** start PROVIDED RECORDS **

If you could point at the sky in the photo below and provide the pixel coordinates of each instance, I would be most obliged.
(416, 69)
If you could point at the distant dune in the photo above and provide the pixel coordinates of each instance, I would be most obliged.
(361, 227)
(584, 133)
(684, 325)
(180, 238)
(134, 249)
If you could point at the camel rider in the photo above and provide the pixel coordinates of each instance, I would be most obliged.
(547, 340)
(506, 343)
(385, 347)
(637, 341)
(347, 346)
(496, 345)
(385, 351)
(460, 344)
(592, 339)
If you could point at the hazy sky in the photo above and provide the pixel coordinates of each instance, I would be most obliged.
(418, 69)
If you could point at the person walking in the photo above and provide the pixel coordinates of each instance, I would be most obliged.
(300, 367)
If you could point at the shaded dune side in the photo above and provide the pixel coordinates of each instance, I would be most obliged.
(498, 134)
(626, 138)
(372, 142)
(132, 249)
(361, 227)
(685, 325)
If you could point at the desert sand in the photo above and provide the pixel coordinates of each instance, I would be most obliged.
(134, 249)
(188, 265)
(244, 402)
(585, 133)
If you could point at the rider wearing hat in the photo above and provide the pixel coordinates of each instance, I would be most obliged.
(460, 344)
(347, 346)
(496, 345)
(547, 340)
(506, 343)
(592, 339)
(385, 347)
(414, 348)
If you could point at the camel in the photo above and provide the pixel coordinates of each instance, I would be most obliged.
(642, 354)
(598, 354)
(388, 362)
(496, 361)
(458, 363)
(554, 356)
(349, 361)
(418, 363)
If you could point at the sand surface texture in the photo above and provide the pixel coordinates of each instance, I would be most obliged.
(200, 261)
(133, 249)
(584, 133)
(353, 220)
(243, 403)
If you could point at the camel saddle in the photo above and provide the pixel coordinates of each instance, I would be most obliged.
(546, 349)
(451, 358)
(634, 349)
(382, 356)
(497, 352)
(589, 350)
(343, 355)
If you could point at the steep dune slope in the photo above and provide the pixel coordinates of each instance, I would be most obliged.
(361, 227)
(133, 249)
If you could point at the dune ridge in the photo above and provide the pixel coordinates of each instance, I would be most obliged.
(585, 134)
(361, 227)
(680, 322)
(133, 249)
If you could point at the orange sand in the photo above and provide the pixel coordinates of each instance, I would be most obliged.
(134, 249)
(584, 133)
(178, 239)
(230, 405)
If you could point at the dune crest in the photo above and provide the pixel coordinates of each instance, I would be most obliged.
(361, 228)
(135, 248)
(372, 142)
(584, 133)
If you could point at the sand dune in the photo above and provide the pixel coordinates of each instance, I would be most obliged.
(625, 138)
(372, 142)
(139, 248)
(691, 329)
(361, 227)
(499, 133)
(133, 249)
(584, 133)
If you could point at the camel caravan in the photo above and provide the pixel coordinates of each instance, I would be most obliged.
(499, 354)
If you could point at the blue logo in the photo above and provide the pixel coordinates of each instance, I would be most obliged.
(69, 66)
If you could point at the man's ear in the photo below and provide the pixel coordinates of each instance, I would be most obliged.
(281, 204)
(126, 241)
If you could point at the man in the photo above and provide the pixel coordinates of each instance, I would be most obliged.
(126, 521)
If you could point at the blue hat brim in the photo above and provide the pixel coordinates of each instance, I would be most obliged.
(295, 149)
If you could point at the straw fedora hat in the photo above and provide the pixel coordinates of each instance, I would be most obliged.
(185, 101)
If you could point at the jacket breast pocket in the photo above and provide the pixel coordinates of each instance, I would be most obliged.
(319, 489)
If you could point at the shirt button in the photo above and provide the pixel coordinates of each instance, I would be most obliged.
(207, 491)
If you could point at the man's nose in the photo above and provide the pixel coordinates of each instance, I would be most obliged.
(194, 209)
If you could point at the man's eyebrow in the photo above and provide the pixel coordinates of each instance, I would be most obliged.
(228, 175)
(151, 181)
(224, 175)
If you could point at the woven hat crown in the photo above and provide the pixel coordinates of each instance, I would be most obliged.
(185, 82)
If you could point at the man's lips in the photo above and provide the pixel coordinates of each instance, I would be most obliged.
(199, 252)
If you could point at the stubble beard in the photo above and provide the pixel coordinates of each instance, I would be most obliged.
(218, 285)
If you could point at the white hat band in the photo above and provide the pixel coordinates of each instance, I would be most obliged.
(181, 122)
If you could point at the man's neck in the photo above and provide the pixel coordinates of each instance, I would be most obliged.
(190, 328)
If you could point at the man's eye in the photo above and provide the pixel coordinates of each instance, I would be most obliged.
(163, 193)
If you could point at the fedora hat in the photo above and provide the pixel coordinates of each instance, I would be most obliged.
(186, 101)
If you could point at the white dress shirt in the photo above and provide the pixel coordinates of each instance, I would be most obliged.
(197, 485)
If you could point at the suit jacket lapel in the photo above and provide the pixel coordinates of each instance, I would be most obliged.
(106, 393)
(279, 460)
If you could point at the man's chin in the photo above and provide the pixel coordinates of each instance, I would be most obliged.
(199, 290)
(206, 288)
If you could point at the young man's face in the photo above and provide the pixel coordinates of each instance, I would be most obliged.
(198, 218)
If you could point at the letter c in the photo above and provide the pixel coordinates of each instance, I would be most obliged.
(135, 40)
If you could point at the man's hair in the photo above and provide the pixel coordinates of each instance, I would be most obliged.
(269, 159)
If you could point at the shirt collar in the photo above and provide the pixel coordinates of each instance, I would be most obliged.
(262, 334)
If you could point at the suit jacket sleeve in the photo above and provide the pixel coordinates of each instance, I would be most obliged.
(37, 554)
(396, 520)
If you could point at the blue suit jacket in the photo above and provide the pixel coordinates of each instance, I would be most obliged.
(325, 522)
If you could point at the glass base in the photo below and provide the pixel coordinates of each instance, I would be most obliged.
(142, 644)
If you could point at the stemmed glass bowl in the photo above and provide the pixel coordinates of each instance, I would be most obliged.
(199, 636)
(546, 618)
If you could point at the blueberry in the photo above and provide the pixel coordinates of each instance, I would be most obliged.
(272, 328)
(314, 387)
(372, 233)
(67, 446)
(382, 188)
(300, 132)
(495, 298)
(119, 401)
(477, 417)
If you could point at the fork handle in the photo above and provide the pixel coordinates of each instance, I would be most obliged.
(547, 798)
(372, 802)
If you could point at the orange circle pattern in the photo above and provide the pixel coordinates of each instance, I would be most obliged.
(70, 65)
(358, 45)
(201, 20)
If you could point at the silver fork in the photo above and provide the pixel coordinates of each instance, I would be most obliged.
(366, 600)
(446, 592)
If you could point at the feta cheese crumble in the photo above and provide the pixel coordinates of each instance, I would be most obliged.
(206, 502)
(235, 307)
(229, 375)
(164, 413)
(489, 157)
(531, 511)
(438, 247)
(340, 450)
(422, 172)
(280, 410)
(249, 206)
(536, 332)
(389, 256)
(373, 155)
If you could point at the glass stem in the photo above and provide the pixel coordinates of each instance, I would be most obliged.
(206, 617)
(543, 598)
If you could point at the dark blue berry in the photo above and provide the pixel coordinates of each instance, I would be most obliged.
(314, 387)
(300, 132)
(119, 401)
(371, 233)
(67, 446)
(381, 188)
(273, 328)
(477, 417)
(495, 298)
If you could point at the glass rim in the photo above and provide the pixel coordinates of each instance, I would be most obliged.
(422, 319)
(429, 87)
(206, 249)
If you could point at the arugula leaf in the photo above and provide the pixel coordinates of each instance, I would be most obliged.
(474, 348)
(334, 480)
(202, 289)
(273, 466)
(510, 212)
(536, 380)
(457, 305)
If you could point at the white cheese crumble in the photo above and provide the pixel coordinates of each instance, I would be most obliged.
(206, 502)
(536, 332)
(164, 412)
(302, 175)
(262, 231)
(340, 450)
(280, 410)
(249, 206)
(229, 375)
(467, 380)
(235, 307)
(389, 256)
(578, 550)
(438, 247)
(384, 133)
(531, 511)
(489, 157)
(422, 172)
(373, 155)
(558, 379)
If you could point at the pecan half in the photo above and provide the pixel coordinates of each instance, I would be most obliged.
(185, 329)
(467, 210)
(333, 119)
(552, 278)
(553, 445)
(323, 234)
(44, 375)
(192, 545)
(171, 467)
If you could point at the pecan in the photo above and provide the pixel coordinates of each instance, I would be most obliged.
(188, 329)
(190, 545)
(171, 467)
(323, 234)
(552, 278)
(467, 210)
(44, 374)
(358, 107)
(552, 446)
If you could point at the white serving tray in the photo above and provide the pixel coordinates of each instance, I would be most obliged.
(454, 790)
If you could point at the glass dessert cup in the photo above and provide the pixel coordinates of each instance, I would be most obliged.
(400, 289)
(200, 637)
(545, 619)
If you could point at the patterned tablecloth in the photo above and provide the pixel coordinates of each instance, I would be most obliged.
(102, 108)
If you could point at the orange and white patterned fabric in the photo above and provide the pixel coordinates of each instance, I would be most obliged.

** end PROVIDED RECORDS **

• EXERCISE INSTRUCTIONS
Copy the material above without any changes, from the line containing "If you could point at the glass rim" through its last line.

• ANSWER TO THIS TASK
If you could point at the glass rim in the photo above and provide the pixel coordinates of each instance, I would be most obliged.
(422, 319)
(429, 87)
(206, 249)
If you could point at the arugula leaf in the photo above and provide the pixel coordinates of each instance, I would be most obliged.
(474, 348)
(334, 480)
(202, 289)
(273, 466)
(510, 212)
(536, 380)
(457, 305)
If you could point at the white cheese crumble in the photo above and provide the pixel coordinates of each instance, I would be most obliged.
(206, 502)
(536, 332)
(164, 412)
(302, 175)
(262, 231)
(340, 450)
(280, 410)
(249, 206)
(229, 375)
(467, 380)
(235, 307)
(389, 256)
(578, 550)
(438, 247)
(384, 133)
(531, 511)
(489, 157)
(422, 172)
(373, 155)
(558, 379)
If you could point at the pecan half in the photo above and provide the pixel coordinates of each instance, I would be most obliged.
(185, 329)
(467, 210)
(333, 119)
(552, 278)
(553, 445)
(323, 234)
(44, 375)
(192, 545)
(171, 467)
If you could point at the pecan in the photo above and provide the pixel coordinates of each instance, I would be most obliged.
(188, 329)
(190, 545)
(171, 467)
(323, 234)
(552, 278)
(467, 210)
(44, 374)
(358, 107)
(552, 446)
If you could point at the white serving tray in the photo above and provide the pixel coordinates of each instance, I would be most obliged.
(454, 790)
If you could point at the glass dessert cup in the photo above and provide the pixel coordinates of each instance, I would be most obliged.
(400, 289)
(200, 637)
(545, 619)
If you could point at the patterned tablecloth in the photo above and provide the pixel coordinates of each instance, I would be most obliged.
(102, 108)
If you could point at the orange and white patterned fabric in the photo above and provide the pixel coordinates of each instance, I would be most obliged.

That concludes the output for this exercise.